SET EXERCISE ▸
Continue the submission on raising Ontario's minimum wage, picking up right after its last sentence.

SOURCE DOCUMENT ▸

** Begin **

Submission to the Minimum Wage Advisory Panel: Increase the minimum wage so that work is a pathway out of poverty
The Registered Nurses’ Association of Ontario (RNAO) is the professional association representing nurses, in all settings and roles across Ontario. It is the strong credible voice leading the nursing profession to influence and promote healthy public policy.
As RNAO stated in two recent open letters to Premier Wynne, Ontario’s nurses implore the government to accelerate poverty reduction efforts so that all Ontarians can have a fair chance at good health and well-being. The evidence is compelling that alleviating poverty is important economic, social, and health policy in that health inequities are caused by social inequities. As an example, it is completely unacceptable that in a province as affluent as Ontario that there could be a twenty-one year difference in life expectancy in the five kilometer distance between a high-income and a low-income neighbourhood in Hamilton. Decades of cumulative evidence compiled by the World Health Organization’s Commission on the Social Determinants of Health make it clear that the key to reducing avoidable and unnecessary premature deaths is inexorably linked with reducing poverty and income inequality. There is an international consensus based on public health science and human rights legislation that “governments have a responsibility for the health of their peoples, which can be fulfilled only by the provision of adequate health and social measures.” Raising the minimum wage so that full-time work becomes a pathway out of poverty is integral to implementing a comprehensive poverty reduction strategy so that all Ontarians can live in health and dignity.
The Registered Nurses’ Association of Ontario supports the broad-based community movement calling for an increase of the minimum wage to 10 per cent above the Low Income Measure (LIM) or $14 per hour in 2013 and then automatically index it annually to the rate of inflation.

** End **

SUPPLIED RECORDS ▸
** Begin **

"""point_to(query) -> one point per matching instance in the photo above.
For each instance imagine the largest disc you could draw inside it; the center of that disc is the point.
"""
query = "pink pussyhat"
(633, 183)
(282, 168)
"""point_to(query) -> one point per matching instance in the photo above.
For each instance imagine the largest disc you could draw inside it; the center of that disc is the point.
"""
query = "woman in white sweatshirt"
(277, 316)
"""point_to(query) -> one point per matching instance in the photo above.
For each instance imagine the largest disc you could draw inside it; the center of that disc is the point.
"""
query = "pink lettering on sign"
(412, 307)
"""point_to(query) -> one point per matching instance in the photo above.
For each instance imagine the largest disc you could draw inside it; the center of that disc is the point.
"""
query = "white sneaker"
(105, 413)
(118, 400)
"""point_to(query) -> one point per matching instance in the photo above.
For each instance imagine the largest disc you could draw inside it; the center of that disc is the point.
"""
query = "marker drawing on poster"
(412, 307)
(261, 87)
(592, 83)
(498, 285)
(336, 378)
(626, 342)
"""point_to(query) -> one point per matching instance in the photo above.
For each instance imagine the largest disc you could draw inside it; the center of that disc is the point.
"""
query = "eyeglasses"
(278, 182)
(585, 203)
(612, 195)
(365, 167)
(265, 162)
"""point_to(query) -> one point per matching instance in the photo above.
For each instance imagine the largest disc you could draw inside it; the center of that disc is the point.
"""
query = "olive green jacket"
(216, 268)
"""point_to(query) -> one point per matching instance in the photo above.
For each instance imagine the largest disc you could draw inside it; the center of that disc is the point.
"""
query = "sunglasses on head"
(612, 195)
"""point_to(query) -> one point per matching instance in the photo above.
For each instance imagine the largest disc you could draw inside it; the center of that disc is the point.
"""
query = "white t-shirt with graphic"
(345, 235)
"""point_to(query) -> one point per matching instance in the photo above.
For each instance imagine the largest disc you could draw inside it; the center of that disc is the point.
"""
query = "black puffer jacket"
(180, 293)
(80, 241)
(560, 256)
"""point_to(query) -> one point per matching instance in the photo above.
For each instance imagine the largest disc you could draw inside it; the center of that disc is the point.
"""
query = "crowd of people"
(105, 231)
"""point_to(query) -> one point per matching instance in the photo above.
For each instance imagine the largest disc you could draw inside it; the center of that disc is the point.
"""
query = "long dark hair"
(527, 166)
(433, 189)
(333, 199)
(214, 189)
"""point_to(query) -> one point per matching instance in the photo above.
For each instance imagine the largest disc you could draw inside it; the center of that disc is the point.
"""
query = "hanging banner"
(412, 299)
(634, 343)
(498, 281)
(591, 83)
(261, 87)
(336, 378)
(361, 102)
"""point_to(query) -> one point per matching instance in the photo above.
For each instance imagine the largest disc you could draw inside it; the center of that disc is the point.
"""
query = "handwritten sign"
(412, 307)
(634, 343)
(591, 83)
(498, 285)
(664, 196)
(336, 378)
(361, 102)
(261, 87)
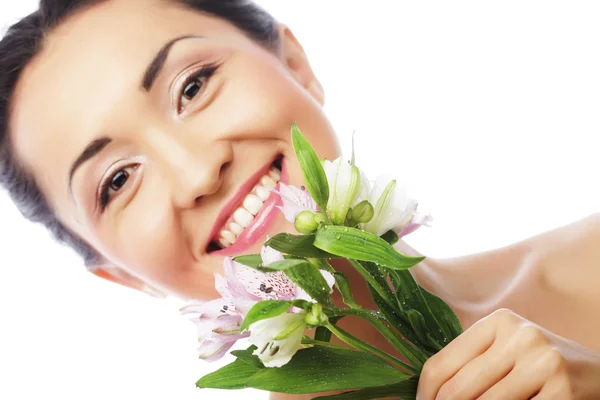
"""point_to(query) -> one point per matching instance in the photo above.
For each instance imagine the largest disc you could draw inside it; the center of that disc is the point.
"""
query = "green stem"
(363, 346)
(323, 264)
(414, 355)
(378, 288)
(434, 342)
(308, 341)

** End **

ANSWER TO THE EXERCISE ▸
The minimum wage was frozen at $6.85 per hour from 1995 to 2004, corresponding to a 17 per cent cut in purchasing power. After that, important increases brought it to $10.25. The table below shows the recent progression in minimum wage rates in Ontario.
|Ontario Minimum Wage|
|Date of Change||Rate|
The situation for workers earning minimum wage is not so rosy once adjusted for inflation as the chart below demonstrates:
With the minimum wage frozen at $10.25 per hour since 2010, the real minimum wage has started to decrease as shown above. Over the last three years, inflation has driven down the minimum wage earnings 19 per cent below the poverty line (using the LIM).
Except for New Brunswick and Prince Edward Island, Ontario’s workforce is more reliant on minimum wage than any other part of Canada. Minimum wage workers account for almost one in ten employees in Ontario, which is more than double the share compared with a decade ago. Of the 464,000 employees paid at minimum wage in Ontario in 2011, women, racialized people, and recent immigrants are disproportionately more likely to be working for minimum wage.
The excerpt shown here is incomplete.